Text block:
-- start --

Well, we have every reason to state that L2 cache has finally migrated from the mainboard to the processor core. In fact, it seems to have been not so long ago that we looked for Socket 7 mainboards with L2 cache as large as possible, and now you won't see a single SRAM microchip with L2 cache anywhere. The intermediate stage, when these microchips were located on the processor board was successfully surpassed. First, low-cost Intel Celeron processors acquired integrated on-die L2 cache, and then so did Intel Pentium III. And at last AMD with its Athlon joined them, too.
And why did the manufacturers start integrating L2 cache into the CPU core? They were guided by architectural as well as by economical reasons.
As for economy, there are hardly any questions here. Since there appears no use in SRAM microchips, the CPU can be made without a processor board and without a cartridge. As a result, CPU mounting gets much easier and cheaper, because it also allows becoming independent of the third parties supplying PCB, SRAM and CPU cartridges. In other words, the manufacturers can now not only save money on the component parts but also speed up the processor assembling.

-- end --

Raw data:
-- start --

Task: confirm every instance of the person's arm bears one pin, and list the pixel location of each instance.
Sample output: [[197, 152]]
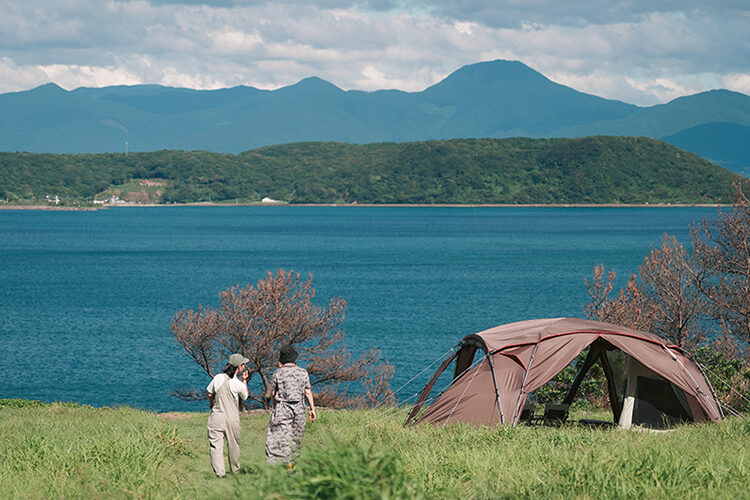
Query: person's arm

-- end --

Objective: Reproduce the text on L2 cache moving into the processor word for word, from start to finish.

The result:
Well, we have every reason to state that L2 cache has finally migrated from the mainboard to the processor core. In fact, it seems to have been not so long ago that we looked for Socket 7 mainboards with L2 cache as large as possible, and now you won't see a single SRAM microchip with L2 cache anywhere. The intermediate stage, when these microchips were located on the processor board was successfully surpassed. First, low-cost Intel Celeron processors acquired integrated on-die L2 cache, and then so did Intel Pentium III. And at last AMD with its Athlon joined them, too.
And why did the manufacturers start integrating L2 cache into the CPU core? They were guided by architectural as well as by economical reasons.
As for economy, there are hardly any questions here. Since there appears no use in SRAM microchips, the CPU can be made without a processor board and without a cartridge. As a result, CPU mounting gets much easier and cheaper, because it also allows becoming independent of the third parties supplying PCB, SRAM and CPU cartridges. In other words, the manufacturers can now not only save money on the component parts but also speed up the processor assembling.